• **Description of the task**
Could you rewrite everything from the line containing "the white apartment" down to the end of the records, keeping every line and shifting each answer coordinate up by 11?

• **Records for this task**
━━━━━━━━━━━━━━━━

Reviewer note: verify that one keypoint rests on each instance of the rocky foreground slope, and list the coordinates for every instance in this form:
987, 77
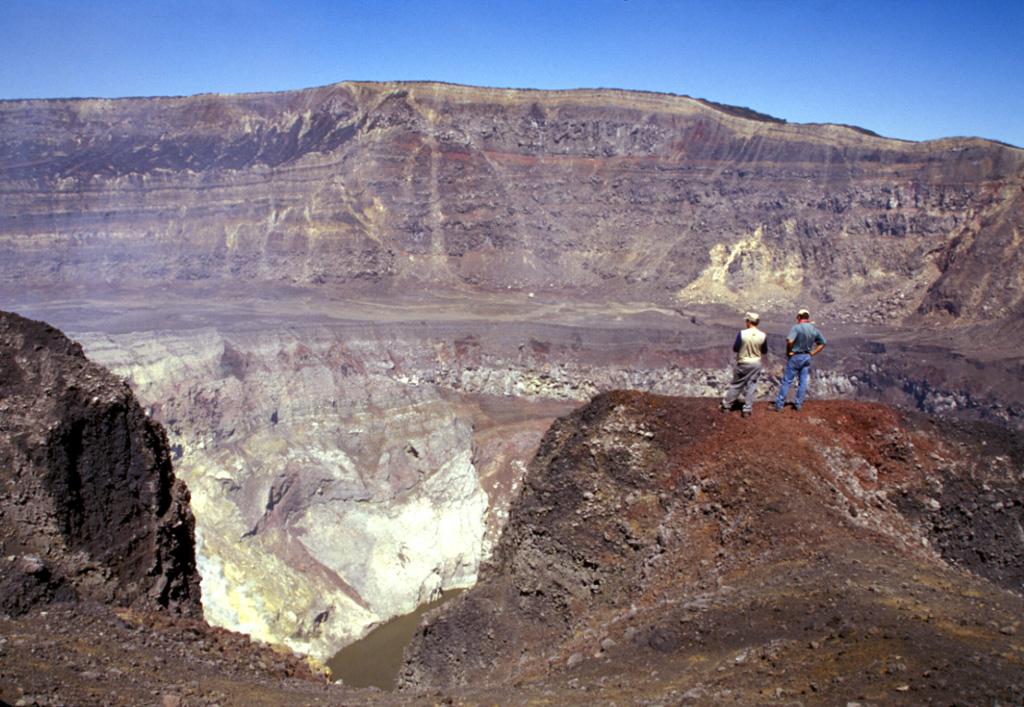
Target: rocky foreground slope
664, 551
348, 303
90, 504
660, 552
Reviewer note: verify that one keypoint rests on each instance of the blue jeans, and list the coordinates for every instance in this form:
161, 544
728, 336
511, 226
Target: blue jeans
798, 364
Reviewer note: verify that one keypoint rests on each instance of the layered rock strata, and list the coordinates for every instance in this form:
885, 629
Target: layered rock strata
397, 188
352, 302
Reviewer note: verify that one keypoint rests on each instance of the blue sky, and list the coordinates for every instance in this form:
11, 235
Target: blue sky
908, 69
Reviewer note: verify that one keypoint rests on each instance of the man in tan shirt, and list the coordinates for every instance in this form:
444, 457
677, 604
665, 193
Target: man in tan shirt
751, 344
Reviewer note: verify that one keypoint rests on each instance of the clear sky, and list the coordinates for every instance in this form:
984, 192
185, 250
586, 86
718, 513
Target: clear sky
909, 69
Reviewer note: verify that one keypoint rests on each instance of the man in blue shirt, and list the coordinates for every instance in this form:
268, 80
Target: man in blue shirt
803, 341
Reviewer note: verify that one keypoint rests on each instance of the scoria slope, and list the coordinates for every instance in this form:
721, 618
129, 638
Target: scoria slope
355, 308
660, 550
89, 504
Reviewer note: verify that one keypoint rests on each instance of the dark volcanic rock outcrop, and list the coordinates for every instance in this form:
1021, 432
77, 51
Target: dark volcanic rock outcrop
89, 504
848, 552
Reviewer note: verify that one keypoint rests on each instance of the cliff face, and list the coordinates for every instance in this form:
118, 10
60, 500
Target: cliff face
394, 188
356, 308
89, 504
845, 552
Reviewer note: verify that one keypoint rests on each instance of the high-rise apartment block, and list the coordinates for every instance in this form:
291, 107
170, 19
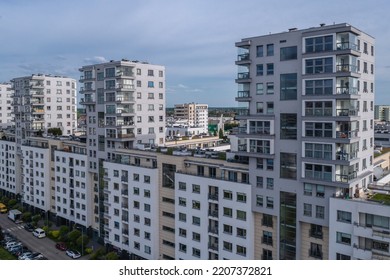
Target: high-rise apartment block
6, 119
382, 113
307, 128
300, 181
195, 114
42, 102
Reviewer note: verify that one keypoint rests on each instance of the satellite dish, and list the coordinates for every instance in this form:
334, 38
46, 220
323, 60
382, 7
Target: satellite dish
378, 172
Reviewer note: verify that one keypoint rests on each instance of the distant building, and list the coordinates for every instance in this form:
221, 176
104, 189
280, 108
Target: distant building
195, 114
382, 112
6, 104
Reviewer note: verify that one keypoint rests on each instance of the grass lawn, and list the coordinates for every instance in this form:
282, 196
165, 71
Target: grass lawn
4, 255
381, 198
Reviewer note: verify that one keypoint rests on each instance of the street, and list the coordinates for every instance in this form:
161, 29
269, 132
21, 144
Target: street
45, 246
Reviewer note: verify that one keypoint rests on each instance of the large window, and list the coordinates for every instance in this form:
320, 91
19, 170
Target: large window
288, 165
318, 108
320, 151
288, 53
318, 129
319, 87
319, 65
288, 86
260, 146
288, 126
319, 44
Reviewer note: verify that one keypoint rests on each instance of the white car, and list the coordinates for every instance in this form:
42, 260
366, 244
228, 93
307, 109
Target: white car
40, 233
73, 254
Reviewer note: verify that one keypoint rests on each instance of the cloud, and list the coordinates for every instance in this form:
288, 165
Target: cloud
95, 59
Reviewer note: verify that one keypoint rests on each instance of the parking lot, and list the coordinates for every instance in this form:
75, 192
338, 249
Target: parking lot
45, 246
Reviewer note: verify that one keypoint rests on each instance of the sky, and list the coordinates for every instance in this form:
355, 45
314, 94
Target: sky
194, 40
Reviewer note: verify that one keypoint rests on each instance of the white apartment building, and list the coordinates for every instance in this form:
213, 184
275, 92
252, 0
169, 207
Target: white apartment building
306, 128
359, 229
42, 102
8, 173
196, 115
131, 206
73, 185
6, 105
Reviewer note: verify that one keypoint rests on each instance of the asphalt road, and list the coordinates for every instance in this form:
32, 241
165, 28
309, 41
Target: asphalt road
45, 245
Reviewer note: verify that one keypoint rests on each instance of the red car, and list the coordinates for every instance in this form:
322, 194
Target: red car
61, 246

━━━━━━━━━━━━━━━━

• **Reply to the task**
Reviewer note: verify that one keypoint rests on each instance of the white apartment building, and list the coordinates for every instance in this form:
213, 184
275, 92
252, 0
169, 207
Target: white apartment building
317, 139
370, 240
53, 113
19, 184
207, 126
142, 217
84, 196
17, 116
Reviewer note: verify that one keypoint rests on each instance of the asphalt road, and list the coordinates for every instance in this form:
32, 241
165, 28
309, 41
Target: asphalt road
56, 256
Reviewer note: verify that one keypoint rests on each instance of the red car, and list the coordinates for every instance in this form:
322, 194
Target: red car
72, 257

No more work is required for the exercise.